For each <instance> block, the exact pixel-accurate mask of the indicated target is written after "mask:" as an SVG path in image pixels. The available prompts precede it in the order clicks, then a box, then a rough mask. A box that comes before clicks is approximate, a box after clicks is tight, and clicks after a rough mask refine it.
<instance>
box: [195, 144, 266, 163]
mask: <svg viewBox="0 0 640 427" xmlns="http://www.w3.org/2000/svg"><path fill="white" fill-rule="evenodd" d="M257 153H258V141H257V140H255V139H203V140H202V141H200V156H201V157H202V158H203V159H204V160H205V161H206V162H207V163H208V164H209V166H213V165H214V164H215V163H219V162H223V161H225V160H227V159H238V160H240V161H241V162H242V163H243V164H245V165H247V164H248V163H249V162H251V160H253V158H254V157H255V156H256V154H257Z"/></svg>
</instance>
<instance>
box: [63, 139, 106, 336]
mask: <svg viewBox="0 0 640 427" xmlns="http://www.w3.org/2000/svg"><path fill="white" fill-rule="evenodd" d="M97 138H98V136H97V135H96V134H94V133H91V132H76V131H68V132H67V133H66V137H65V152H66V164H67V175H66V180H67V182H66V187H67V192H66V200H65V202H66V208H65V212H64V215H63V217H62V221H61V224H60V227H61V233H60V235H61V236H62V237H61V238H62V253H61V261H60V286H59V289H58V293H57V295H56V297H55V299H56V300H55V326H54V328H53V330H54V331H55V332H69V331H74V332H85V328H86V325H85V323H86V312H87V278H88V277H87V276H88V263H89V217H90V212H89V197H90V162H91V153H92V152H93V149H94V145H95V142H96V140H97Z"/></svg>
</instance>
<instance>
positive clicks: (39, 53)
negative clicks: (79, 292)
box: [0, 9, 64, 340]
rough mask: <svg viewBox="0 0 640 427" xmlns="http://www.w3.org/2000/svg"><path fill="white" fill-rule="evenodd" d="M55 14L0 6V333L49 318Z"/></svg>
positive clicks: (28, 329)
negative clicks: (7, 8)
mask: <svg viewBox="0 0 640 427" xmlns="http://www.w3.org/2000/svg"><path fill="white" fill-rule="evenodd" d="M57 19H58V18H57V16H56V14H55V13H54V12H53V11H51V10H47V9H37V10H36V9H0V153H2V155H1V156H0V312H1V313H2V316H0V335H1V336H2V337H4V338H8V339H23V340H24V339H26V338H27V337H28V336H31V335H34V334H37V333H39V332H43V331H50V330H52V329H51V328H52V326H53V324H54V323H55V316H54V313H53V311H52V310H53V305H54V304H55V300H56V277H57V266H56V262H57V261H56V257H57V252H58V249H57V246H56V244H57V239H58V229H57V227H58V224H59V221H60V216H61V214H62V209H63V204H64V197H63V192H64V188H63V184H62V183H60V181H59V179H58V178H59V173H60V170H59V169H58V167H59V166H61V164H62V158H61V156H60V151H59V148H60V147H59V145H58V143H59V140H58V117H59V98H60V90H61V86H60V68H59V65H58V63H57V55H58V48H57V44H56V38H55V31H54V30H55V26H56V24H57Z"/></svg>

*EXERCISE GOAL*: Whenever a line of the data above includes the word "rough", copy that line.

*SOLUTION TO THIS TASK*:
For each <instance> block, the exact pixel-accurate mask of the indicated target is written after "mask:" as an SVG path in image pixels. The available prompts precede it in the order clicks, then a box, then a rough mask. A box that comes before clicks is approximate, a box after clicks is tight, and clicks after a rough mask refine it.
rough mask: <svg viewBox="0 0 640 427" xmlns="http://www.w3.org/2000/svg"><path fill="white" fill-rule="evenodd" d="M55 14L0 6V333L49 318Z"/></svg>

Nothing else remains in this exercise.